##### Records #####

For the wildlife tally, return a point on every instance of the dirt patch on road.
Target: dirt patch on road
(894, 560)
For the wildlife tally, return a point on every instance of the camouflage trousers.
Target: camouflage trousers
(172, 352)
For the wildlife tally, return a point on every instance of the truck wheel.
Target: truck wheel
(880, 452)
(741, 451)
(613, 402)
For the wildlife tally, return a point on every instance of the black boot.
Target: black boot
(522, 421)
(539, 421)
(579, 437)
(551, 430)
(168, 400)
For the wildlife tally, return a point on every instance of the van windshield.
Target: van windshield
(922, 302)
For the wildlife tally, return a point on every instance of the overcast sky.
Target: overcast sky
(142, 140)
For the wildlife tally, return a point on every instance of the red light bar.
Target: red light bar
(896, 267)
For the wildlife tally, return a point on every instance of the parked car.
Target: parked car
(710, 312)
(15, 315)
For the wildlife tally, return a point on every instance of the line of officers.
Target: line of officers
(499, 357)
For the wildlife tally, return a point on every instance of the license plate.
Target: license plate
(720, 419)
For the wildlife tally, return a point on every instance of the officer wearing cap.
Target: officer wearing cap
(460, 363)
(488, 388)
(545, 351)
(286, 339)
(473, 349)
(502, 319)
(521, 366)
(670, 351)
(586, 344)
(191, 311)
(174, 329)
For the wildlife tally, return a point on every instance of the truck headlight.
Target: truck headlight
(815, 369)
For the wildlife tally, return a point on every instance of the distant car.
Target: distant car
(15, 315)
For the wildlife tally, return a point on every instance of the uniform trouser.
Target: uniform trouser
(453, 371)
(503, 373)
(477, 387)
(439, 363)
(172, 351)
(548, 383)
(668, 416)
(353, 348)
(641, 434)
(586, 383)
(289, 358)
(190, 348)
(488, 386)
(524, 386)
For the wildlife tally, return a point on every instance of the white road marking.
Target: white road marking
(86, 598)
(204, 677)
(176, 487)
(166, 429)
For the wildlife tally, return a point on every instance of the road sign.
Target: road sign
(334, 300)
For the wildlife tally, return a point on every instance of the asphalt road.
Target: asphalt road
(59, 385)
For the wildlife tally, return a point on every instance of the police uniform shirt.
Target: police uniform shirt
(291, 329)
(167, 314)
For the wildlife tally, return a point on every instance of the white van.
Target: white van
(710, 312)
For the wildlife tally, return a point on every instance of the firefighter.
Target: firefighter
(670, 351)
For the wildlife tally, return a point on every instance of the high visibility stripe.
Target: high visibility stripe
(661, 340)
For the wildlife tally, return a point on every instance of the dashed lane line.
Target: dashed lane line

#####

▶ **Prompt**: If a line in the data above holds the string "dashed", copy it.

▶ **Your response**:
For the wildlife tally, return a point on every instance of the dashed lane line.
Target: dashed lane line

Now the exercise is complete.